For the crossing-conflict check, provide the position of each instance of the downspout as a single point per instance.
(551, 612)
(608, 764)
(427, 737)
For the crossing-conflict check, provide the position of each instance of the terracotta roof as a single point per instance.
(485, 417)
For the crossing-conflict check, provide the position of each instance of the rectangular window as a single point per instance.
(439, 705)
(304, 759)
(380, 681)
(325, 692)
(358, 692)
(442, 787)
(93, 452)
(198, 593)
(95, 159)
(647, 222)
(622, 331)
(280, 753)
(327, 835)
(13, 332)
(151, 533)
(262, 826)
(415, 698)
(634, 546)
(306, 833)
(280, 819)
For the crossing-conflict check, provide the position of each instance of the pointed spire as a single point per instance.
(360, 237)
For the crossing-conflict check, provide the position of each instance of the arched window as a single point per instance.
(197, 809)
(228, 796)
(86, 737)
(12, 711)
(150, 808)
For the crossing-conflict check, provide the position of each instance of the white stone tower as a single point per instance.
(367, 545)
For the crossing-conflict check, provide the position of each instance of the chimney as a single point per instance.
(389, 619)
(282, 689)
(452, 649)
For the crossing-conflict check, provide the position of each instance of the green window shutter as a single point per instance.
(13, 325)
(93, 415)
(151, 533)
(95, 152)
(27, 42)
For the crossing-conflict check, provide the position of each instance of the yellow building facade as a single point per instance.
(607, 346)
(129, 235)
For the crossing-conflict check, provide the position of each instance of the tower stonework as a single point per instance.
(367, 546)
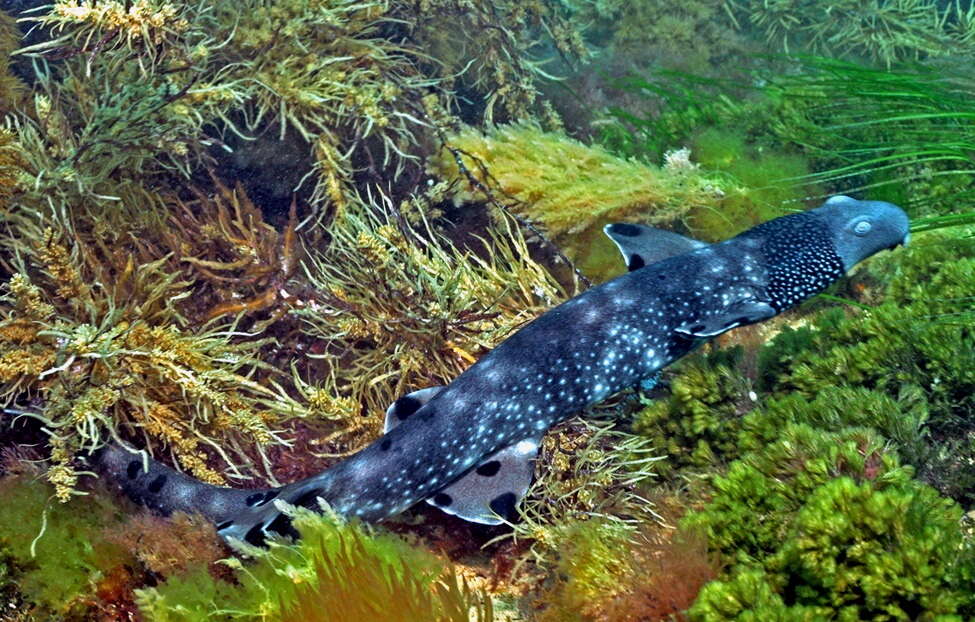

**WRITTEN INSTRUCTION**
Update all of the records above, replacing "crossing-conflict check" with "overlap review" wherever it occurs and changing nothing else. Leave the pictures out of your answer.

**RESULT OF THIS TASK**
For the overlap review, provide the position of each instance of the downspout as a single point per instance.
(551, 612)
(608, 764)
(427, 737)
For the overlap review, provide the position of each instance of the terracotta roof as a single point per instance.
(485, 417)
For the overlap review, provide the position of each instance of the rectangular window as a single point per instance.
(439, 705)
(304, 759)
(380, 681)
(325, 692)
(358, 692)
(442, 787)
(93, 452)
(198, 593)
(95, 159)
(647, 222)
(622, 331)
(280, 753)
(327, 835)
(13, 332)
(151, 533)
(262, 826)
(415, 698)
(634, 546)
(306, 833)
(280, 819)
For the overlap review, provide the position of each instance of the pointed spire as a single point per instance.
(360, 237)
For the overlap review, provide the position of each instance of the arched window as a single point per instance.
(197, 809)
(228, 796)
(86, 737)
(12, 711)
(150, 808)
For the overlap review, provide the position of each instance of the white stone tower as a single point per instance.
(367, 545)
For the overlap review, provide the position of each instance of the chimney as a single point per instance.
(389, 619)
(282, 689)
(452, 649)
For the overlap review, provide the position of each instance of the green window shutter as a single point per instance.
(13, 325)
(93, 415)
(151, 533)
(95, 152)
(27, 42)
For the overlap review, provide the position of each instance of the yellow building facade as a single point per instance.
(607, 346)
(129, 235)
For the overlap review, provide the position of each instance of the tower stonework as a single point per instance.
(367, 546)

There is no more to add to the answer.